#### Übungstext:
※
Dieses durch die Platzhalterstriche und die Markierung mehrteiliger Grapheme vorstrukturierte gemeinsame Erarbeiten eines von allen gebrauchten Wortes kann regelmäßig durchgeführt werden:
- zur ritualisierten Aktualisierung des Wochentages an der Tafel („Montag“, …),
- als Sprungbrett in das Schreiben von gleichartig aufgebauten aussagekräftigen Sätzen wie „Ich mag …“ oder „Ich kann …“,
- für ein Wort aus dem vorgelesenen Bilderbuch, das jedes Kind für seinen Text zu dieser Vorgabe braucht (z. B. „Frederick“ oder „Riese“).
Die erarbeiteten Wörter können in das Bild-Wörterbuch und damit auch in die Wörterbucharbeit aufgenommen werden.
Das gemeinsame Erarbeiten von zentralen Wörtern gibt durch die Platzhalter und Markierungen eine Orientierung an der Norm und klärt zugleich rechtschriftliche Unsicherheiten der Kinder. Kinder werden sich dabei typischer Schwierigkeiten bewusst, lernen aber auch orthografische Strukturen und Zugriffe kennen und sich darüber auszutauschen.
※
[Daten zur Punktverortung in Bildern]
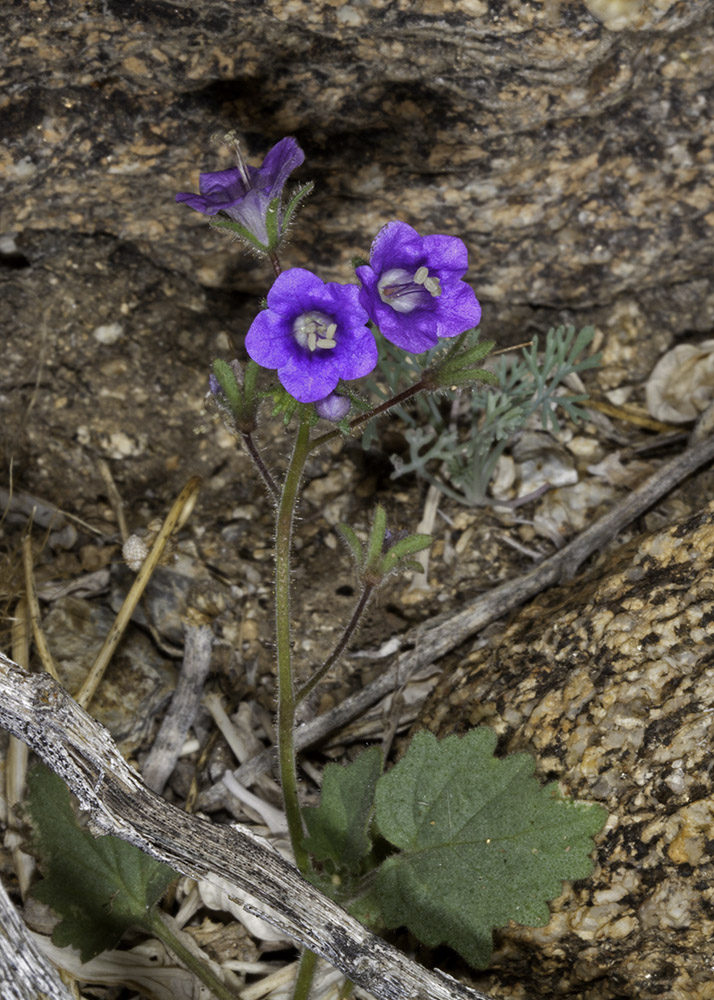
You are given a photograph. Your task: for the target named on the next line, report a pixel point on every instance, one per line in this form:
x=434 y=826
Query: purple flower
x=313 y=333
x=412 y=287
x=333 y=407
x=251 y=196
※
#### Arbeitsauftrag:
Gib den Übungstext vollständig und wortgetreu wieder. Die Datensätze spielen hierfür keine Rolle.

#### Lösung:
Dieses durch die Platzhalterstriche und die Markierung mehrteiliger Grapheme vorstrukturierte gemeinsame Erarbeiten eines von allen gebrauchten Wortes kann regelmäßig durchgeführt werden:
- zur ritualisierten Aktualisierung des Wochentages an der Tafel („Montag“, …),
- als Sprungbrett in das Schreiben von gleichartig aufgebauten aussagekräftigen Sätzen wie „Ich mag …“ oder „Ich kann …“,
- für ein Wort aus dem vorgelesenen Bilderbuch, das jedes Kind für seinen Text zu dieser Vorgabe braucht (z. B. „Frederick“ oder „Riese“).
Die erarbeiteten Wörter können in das Bild-Wörterbuch und damit auch in die Wörterbucharbeit aufgenommen werden.
Das gemeinsame Erarbeiten von zentralen Wörtern gibt durch die Platzhalter und Markierungen eine Orientierung an der Norm und klärt zugleich rechtschriftliche Unsicherheiten der Kinder. Kinder werden sich dabei typischer Schwierigkeiten bewusst, lernen aber auch orthografische Strukturen und Zugriffe kennen und sich darüber auszutauschen.